# TASK INSTRUCTIONS
Reproduce the material that follows, please, but only from its first line to the line containing "on ground in the photo above.", inclusive.

# DATASET EXTRACT
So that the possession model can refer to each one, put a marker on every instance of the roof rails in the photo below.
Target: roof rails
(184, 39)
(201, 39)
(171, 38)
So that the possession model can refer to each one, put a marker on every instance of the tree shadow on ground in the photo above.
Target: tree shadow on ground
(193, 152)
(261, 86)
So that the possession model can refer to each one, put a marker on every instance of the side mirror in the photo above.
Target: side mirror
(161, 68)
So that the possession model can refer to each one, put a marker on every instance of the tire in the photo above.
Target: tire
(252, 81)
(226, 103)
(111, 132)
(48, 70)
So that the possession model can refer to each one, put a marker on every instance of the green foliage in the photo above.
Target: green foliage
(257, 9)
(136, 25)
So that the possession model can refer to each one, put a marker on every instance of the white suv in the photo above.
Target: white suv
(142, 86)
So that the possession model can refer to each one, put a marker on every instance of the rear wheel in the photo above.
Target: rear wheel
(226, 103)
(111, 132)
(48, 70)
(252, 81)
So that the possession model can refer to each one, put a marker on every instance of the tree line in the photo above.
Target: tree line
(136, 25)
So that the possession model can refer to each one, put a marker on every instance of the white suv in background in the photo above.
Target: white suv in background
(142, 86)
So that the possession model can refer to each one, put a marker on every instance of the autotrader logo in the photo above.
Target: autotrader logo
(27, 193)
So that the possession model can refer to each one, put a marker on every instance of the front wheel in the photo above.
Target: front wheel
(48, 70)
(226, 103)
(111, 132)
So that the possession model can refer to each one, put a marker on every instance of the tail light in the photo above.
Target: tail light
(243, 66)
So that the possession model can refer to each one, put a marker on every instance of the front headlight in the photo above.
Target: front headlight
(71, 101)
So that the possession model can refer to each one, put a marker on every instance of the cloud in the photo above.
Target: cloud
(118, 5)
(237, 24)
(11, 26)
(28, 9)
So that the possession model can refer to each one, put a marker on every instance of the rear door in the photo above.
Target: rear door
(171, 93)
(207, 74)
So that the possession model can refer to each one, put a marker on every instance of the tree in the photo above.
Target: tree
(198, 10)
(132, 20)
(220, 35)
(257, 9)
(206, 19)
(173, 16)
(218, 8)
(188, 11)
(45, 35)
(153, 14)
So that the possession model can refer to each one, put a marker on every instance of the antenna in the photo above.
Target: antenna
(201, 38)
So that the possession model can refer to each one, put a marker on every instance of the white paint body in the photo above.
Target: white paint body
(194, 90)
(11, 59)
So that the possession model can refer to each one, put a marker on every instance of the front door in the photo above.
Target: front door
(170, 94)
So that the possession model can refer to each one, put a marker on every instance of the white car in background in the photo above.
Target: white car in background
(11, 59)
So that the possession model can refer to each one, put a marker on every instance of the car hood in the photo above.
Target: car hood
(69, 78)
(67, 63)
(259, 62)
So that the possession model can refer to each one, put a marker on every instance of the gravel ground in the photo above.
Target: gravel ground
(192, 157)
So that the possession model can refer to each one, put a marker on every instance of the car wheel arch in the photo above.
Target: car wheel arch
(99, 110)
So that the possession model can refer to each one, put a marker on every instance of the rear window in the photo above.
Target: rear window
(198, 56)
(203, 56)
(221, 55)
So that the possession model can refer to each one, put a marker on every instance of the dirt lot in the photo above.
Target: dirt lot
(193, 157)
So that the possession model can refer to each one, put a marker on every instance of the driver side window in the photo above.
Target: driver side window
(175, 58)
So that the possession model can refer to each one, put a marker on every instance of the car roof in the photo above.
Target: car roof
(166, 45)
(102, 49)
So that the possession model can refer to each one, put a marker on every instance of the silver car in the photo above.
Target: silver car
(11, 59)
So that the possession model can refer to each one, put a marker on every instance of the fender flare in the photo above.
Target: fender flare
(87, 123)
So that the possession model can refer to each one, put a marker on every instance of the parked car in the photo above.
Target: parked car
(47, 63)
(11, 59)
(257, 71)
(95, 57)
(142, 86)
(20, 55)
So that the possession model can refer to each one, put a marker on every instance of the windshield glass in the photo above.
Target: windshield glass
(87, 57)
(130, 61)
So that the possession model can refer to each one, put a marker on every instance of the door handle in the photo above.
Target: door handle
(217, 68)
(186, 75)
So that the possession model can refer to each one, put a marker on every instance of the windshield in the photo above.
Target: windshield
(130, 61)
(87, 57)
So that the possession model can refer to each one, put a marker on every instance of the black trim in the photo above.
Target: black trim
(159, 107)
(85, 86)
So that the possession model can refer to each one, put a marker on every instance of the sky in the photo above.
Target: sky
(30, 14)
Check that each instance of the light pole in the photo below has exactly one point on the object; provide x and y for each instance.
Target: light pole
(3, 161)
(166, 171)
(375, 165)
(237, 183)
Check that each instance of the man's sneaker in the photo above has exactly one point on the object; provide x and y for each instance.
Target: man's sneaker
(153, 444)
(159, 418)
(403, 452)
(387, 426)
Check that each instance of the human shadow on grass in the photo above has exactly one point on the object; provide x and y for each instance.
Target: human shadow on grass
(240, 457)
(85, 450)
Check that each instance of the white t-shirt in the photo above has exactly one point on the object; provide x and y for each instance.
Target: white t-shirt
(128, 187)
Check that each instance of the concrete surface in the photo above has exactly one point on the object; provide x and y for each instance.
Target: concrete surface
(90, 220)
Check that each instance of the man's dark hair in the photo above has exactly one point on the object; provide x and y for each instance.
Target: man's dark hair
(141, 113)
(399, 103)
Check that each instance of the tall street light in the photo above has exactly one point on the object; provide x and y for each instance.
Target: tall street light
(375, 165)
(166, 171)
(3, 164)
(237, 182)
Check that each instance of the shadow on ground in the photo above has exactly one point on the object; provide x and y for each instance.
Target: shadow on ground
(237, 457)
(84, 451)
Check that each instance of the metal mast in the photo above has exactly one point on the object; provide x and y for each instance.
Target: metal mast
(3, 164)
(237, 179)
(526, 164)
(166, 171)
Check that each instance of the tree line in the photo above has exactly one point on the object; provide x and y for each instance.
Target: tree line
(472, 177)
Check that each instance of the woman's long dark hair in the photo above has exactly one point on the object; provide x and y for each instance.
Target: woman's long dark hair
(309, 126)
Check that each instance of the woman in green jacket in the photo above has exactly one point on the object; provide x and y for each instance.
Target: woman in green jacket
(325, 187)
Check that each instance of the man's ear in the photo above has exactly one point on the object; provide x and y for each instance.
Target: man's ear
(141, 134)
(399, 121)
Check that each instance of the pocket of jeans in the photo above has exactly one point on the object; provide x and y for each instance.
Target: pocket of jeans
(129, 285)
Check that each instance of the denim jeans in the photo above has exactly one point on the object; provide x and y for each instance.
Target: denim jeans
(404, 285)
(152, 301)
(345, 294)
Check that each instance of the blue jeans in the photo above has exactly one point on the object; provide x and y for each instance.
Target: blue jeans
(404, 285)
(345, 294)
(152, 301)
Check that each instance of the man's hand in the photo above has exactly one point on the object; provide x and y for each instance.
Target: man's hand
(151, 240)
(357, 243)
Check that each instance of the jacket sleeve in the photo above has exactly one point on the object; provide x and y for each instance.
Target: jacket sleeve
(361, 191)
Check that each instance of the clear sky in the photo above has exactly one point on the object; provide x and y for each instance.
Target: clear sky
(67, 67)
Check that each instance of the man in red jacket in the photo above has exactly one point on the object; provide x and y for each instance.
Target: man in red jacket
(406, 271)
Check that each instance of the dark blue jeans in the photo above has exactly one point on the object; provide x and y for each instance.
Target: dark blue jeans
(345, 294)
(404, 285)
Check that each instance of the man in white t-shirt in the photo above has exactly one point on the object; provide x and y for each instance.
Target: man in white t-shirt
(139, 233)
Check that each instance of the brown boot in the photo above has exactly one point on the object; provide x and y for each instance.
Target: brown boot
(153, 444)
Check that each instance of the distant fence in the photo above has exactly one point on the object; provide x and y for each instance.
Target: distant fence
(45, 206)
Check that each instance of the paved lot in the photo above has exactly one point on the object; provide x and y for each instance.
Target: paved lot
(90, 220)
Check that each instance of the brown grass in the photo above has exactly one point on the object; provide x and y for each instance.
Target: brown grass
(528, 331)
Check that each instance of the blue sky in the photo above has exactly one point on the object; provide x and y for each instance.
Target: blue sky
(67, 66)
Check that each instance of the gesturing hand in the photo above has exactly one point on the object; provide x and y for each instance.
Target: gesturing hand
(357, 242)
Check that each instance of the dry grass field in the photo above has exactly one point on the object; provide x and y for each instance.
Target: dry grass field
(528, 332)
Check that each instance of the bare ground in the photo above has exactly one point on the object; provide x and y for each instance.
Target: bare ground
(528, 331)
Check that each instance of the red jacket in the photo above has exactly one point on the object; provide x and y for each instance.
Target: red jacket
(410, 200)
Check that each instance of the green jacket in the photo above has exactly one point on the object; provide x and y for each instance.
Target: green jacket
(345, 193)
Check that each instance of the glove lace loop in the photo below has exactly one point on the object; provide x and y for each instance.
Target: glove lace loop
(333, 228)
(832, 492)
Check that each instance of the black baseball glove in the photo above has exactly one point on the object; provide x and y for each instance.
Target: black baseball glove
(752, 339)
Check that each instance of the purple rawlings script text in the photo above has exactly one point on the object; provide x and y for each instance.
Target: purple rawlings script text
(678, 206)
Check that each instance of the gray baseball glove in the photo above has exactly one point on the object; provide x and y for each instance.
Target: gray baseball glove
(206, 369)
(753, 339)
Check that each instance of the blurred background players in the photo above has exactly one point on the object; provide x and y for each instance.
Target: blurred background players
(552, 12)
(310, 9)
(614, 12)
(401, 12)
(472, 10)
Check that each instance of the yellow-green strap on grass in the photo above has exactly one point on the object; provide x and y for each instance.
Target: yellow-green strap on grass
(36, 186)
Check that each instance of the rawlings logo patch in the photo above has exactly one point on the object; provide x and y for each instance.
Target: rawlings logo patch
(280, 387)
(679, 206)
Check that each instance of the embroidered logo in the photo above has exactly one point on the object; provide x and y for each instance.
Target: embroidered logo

# FINISHED EXERCISE
So that the possession model can refer to each one, put a marker on every instance of the roof rails in the photo below.
Target: roof rails
(184, 39)
(201, 39)
(171, 38)
So that the possession model can refer to each one, put a marker on every instance of the tree shadow on ground in the photo above.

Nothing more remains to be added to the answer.